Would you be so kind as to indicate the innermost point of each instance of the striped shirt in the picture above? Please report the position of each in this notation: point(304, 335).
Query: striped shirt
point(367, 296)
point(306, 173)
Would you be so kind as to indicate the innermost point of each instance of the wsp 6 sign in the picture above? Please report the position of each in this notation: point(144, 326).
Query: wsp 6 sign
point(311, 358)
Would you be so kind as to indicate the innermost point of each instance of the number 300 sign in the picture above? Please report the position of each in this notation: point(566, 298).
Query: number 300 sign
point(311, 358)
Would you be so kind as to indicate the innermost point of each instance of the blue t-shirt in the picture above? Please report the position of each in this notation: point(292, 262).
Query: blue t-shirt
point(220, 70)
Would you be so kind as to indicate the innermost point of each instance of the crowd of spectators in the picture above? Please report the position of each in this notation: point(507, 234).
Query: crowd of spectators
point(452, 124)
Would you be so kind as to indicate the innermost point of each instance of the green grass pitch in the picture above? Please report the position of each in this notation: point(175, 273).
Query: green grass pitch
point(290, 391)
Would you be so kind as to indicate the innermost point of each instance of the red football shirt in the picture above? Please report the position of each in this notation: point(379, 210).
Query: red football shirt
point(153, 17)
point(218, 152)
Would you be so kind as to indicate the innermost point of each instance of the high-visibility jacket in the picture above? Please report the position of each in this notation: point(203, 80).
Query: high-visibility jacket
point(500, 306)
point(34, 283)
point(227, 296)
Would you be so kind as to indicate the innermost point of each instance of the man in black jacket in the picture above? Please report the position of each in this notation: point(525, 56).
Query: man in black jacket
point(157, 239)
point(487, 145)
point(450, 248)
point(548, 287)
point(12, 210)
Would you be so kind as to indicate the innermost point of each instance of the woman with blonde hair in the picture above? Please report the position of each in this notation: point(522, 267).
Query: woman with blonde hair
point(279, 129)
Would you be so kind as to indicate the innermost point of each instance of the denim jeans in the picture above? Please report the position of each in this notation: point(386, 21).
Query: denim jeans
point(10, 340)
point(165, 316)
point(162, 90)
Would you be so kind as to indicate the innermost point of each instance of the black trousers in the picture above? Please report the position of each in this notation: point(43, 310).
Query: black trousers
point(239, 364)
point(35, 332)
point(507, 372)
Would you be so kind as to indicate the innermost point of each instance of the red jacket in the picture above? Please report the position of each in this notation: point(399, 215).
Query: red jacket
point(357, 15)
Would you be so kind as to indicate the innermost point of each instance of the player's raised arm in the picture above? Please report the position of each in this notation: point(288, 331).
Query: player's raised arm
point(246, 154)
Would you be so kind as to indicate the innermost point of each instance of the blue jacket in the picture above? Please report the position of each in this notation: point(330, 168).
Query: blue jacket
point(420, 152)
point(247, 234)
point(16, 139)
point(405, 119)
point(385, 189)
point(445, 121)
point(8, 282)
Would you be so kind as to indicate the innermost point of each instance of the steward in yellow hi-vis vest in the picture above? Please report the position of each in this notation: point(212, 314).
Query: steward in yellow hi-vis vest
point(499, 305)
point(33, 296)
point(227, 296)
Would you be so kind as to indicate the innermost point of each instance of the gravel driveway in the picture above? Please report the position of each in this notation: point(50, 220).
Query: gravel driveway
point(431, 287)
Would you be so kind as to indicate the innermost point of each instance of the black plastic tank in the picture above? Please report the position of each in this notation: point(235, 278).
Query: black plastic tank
==================================================
### TASK BRIEF:
An exact copy of every entry above is required.

### EXERCISE ANSWER:
Would you be so kind as to indicate the innermost point of each instance of the striped shirt in the picture above? Please report the position of each in this notation: point(304, 335).
Query: striped shirt
point(367, 296)
point(306, 173)
Would you be so kind as to indicate the innermost point of each instance of the wsp 6 sign in the picture above? Please report the position of each in this notation: point(144, 326).
Query: wsp 6 sign
point(311, 358)
Would you be so kind as to indicate the innermost point of each instance of the number 300 sign in the picture above? Please report the position of each in this notation: point(566, 298).
Query: number 300 sign
point(311, 358)
Would you be so kind as to indicate the innermost point of each instance of the blue t-shirt in the picture above? Please report the position of each in this notation: point(292, 262).
Query: blue t-shirt
point(220, 70)
Would you be so kind as to indicate the innermost point of each instance of the crowd of spectators in the picture above? Please report the position of each in this notation: point(507, 234).
Query: crowd of spectators
point(452, 124)
Would you be so kind as to indicate the innermost point of each instance of the green grass pitch in the picture above? Please report the position of each in this notation: point(175, 273).
Query: green grass pitch
point(290, 391)
Would you be so kind as to indicate the innermost point of each instance of the red football shirt in the picture above? Please report the position of each in this notation: point(379, 210).
Query: red football shirt
point(153, 17)
point(218, 152)
Would you be so kind as to indicate the innermost point of each instance of the high-visibility jacket in the picture above? Please report the position of each in this notation: point(203, 80).
Query: high-visibility jacket
point(500, 306)
point(34, 283)
point(227, 296)
Would you be so kind as to indicate the innermost point of each instance of the man in black jacket in the picture above? Please report the position of each in this notation: point(525, 56).
Query: man in black jacket
point(157, 239)
point(487, 145)
point(450, 248)
point(548, 287)
point(12, 210)
Would you be so kind as to indicate the innermost point of each instance of the woman with blonde hair in the picture above? Please report the position of each in this notation: point(522, 267).
Query: woman with blonde hair
point(279, 129)
Would you be so kind as to indicate the innermost point of each instance of the denim jeans in the picture above? Please report the position of each in this notation: point(386, 21).
Query: denim jeans
point(10, 340)
point(165, 316)
point(162, 90)
Would you be so kind as to indicate the innermost point of each instance of the black trousers in the picture above? Please report the position of each in this notation: point(43, 310).
Query: black trousers
point(239, 364)
point(35, 332)
point(507, 372)
Would you be so kind as to indicate the innermost point of each instance of the red jacket in the picture above? Please report the position of each in this notation: point(399, 215).
Query: red jacket
point(357, 15)
Would you be so kind as to indicate the innermost point of each instance of the player's raised arm in the picture above? Please report the position of each in this notation: point(288, 331).
Query: player's raised arm
point(246, 154)
Would you be so kind as to indicate the innermost point of each instance of the blue jacket in the picture above? Please report the position of each in this notation: point(330, 168).
Query: blue jacket
point(420, 152)
point(247, 234)
point(16, 139)
point(405, 119)
point(385, 189)
point(445, 121)
point(8, 282)
Would you be so kind as to indicate the innermost point of each instance of the steward in yellow hi-vis vest in the picture above? Please report the position of each in this notation: point(212, 314).
Query: steward in yellow hi-vis vest
point(499, 305)
point(33, 296)
point(227, 296)
Would you be so kind as to indicate the innermost point of each instance of the gravel driveway in the picture above? Please report the position of each in this notation: point(50, 220).
Query: gravel driveway
point(431, 287)
Would you be so kind as to indicate the innermost point of each instance of the black plastic tank in the picture above? Please report the position of each in this notation: point(235, 278).
Query: black plastic tank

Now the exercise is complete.